• [ATIVIDADES PROPOSTAS]
**A)** Reescreva de forma mais concisa o parágrafo do texto sobre as candidaturas femininas que começa com "A Justiça Eleitoral tem se desdobrado", preservando seus fatos principais.
**B)** De acordo com o texto sobre as candidaturas femininas, quais são os percentuais mínimo e máximo de vagas que cada partido ou coligação deve preencher para candidaturas de cada sexo?
**C)** Dê continuidade ao texto sobre as candidaturas femininas a partir da última frase apresentada.

• [TEXTO DE APOIO]
Práxis das candidaturas eleitorais de mulheres no Brasil
1 de junho de 2024, 11h22
A Justiça Eleitoral tem se desdobrado em difundir sobre a importância da participação das mulheres nas disputas eleitorais, em verdadeira campanha institucional democrática, à qual tem se engajado diversas instituições para o mesmo propósito, sendo que nas eleições de 2024 estarão em disputa os cargos de prefeito ou prefeita, vereador ou vereadora de 5.568 municípios.

A Lei nº 1.2034/2009 alterou a lei das eleições nº 9.504/97, atribuindo aos partidos políticos cumprirem cota de gênero quando da propositura de candidaturas, de modo a estimular a participação de mulheres nas disputas eleitorais, não só como eleitoras, mas como candidatas concorrentes a mandatos eletivos.
Assim dispõe a lei das eleições em vigor:
Art. 10. Cada partido poderá registrar candidatos para a Câmara dos Deputados, a Câmara Legislativa, as Assembleias Legislativas e as Câmaras Municipais no total de até 100% (cem por cento) do número de lugares a preencher mais 1 (um). (Redação dada pela Lei nº 14.211, de 2021)
(…)
- 3º Do número de vagas resultante das regras previstas neste artigo, cada partido ou coligação preencherá o mínimo de 30% (trinta por cento) e o máximo de 70% (setenta por cento) para candidaturas de cada sexo.
A previsão das cotas de gênero alcança tão somente cargos do legislativo, aqueles providos pelo sistema proporcional, os quais, em tempo de eleições municipais, impõe-se apenas a disputa para os mandatos de vereadores.

• [DADOS APRESENTADOS]

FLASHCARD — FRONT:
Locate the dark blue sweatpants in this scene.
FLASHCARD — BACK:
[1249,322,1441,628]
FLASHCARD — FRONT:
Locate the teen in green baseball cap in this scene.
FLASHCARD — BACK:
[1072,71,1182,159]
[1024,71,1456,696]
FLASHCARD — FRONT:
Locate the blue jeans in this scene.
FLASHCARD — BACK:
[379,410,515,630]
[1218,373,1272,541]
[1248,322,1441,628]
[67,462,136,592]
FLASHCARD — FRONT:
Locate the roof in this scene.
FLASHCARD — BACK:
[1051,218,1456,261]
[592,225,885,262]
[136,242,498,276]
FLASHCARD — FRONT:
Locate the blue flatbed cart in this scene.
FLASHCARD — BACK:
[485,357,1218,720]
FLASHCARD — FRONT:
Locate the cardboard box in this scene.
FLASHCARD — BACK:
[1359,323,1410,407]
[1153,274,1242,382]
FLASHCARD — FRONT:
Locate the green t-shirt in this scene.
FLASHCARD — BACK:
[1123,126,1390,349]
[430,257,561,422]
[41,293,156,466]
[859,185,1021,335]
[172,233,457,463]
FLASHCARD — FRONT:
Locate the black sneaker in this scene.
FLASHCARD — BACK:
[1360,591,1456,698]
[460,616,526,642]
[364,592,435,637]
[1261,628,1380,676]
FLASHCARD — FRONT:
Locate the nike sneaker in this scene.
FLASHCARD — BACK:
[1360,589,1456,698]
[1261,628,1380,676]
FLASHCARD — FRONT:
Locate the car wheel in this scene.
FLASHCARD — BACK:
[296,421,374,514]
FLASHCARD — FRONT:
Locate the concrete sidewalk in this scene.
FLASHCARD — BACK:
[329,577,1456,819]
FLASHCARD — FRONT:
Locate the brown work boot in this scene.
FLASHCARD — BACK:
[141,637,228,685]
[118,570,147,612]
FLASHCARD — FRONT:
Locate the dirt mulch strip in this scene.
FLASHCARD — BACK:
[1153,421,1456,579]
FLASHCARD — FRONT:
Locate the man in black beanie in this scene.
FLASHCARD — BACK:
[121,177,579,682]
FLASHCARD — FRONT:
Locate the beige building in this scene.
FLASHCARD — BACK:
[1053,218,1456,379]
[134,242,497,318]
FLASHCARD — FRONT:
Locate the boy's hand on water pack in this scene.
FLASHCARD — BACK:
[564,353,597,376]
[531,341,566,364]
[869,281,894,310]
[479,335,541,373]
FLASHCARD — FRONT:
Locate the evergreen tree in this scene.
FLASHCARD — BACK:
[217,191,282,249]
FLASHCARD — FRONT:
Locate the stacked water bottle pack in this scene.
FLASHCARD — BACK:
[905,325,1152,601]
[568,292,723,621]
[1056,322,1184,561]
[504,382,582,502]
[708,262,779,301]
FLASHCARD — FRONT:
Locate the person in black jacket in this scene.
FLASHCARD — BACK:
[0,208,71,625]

• [RESPOSTAS DAS ATIVIDADES]
**A)** Com o apoio de diversas instituições, a Justiça Eleitoral promove uma campanha institucional sobre a importância da participação das mulheres nas disputas eleitorais. Nas eleições de 2024, serão disputados os cargos de prefeito ou prefeita e de vereador ou vereadora em 5.568 municípios.

**B)** O mínimo de 30% e o máximo de 70%.

**C)**
Na prática, o que se tem é que os partidos políticos, legitimados para o requerimento de registro de candidatura, entre seus filiados escolhidos em convenção especifica, optam por preencher a cota com o menor percentual — mínimo 30% —, com candidaturas de mulheres. Vale dizer, para exemplificar, um partido que requeira o registro de dez candidaturas, destes, no mínimo, três serão de mulheres.
A despeito da finalidade do referido dispositivo legal em estimular candidaturas femininas, a observância da cota de gênero na disputa eleitoral revelou-se em verdadeiro desafio aos partidos políticos, tradicionalmente habituados a proporem candidaturas de homens.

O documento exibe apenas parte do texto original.